Take the records below from their first line through the line holding "Target: slender plant stem", and set each of those lines down exactly, without pictures.

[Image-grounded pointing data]
--- START ---

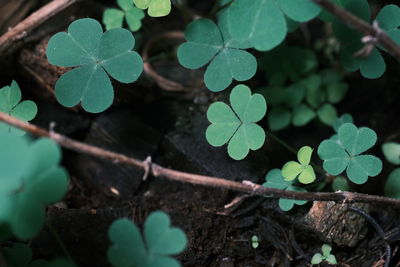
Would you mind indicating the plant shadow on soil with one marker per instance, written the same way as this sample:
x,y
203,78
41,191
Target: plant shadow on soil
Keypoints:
x,y
170,127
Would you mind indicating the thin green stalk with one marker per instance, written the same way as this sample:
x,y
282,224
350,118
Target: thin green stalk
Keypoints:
x,y
294,151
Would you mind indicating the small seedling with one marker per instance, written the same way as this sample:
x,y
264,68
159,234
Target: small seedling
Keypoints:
x,y
155,8
236,125
325,256
159,242
256,27
30,179
10,103
207,42
371,64
114,18
254,241
274,179
344,154
95,54
391,151
302,169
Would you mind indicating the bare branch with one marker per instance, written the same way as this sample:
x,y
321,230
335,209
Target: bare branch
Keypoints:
x,y
356,23
21,30
160,171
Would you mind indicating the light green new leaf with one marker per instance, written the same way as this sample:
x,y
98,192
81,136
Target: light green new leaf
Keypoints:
x,y
207,42
356,140
237,125
302,115
327,114
95,54
10,97
274,179
340,184
344,154
303,170
155,8
113,18
391,151
345,118
392,185
161,241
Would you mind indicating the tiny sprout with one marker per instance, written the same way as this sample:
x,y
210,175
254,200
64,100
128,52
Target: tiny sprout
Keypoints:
x,y
254,241
325,256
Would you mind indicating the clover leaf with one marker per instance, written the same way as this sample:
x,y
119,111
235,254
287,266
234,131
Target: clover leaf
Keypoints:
x,y
31,178
345,154
263,23
302,169
10,103
95,54
325,256
114,18
236,125
155,8
159,243
372,65
274,179
392,184
391,151
207,42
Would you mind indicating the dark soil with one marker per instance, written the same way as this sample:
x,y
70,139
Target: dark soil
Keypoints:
x,y
148,121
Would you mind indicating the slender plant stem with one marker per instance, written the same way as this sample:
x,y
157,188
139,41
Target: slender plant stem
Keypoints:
x,y
294,151
281,142
356,23
158,171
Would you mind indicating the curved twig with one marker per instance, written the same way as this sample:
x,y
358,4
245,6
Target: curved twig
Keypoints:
x,y
354,22
160,171
22,29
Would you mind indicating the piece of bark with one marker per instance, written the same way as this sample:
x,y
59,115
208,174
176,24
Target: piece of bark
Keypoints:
x,y
13,12
335,223
123,132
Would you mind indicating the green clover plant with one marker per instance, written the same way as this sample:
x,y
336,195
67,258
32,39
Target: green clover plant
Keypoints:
x,y
30,179
255,242
95,54
301,169
10,103
159,242
207,42
114,18
20,255
345,153
325,256
263,22
155,8
236,125
274,179
372,64
391,151
306,99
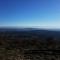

--- END ---

• **WRITTEN SOLUTION**
Would you mind indicating the plant shadow on soil with one marker per instance, written the same way as this sample:
x,y
203,78
41,191
Target: plant shadow on soil
Keypoints:
x,y
170,127
Would you mind indicating the thin green stalk with one marker per instance, written the same way as this sample:
x,y
282,224
350,118
Target: thin green stalk
Keypoints:
x,y
294,151
Would you mind indicating the small seedling with one marker per instance, written the same way as this sample:
x,y
264,68
159,234
Target: small seedling
Keypoints:
x,y
155,8
236,125
325,256
159,242
256,27
30,179
10,103
207,42
371,64
114,18
254,241
274,179
344,154
95,54
391,151
302,169
Would you mind indicating the bare branch with one marker per instance, written the same way as this sample:
x,y
321,230
335,209
Target: bare branch
Keypoints:
x,y
356,23
21,30
160,171
Would you mind indicating the light green new leaf with one marker per instance, written the same way as this sample:
x,y
98,192
81,136
Target: light green new leaf
Keypoints:
x,y
207,42
356,140
237,125
302,115
327,114
95,54
10,97
274,179
340,184
344,154
303,170
155,8
113,18
391,151
345,118
392,185
161,241
Would you mind indicating the tiny sprout with one marker per instance, written the same way as this sample:
x,y
210,175
254,200
64,100
128,52
Target: tiny sprout
Keypoints:
x,y
254,241
325,256
Would you mind indicating the clover leaf with one marker per instance, written the same way as this sample:
x,y
119,111
235,254
287,266
234,131
Target: clover leaf
Keypoints:
x,y
31,178
345,154
263,23
302,169
10,103
95,54
325,256
114,18
236,125
155,8
159,243
372,65
274,179
392,184
391,151
207,42
Would you mind indicating the dark soil with one marker per instance, written the same way as this sample:
x,y
70,139
Target: dark soil
Keypoints:
x,y
148,121
Would you mind indicating the slender plant stem with one marker per instance, written the same way as this sample:
x,y
157,188
139,41
Target: slender plant stem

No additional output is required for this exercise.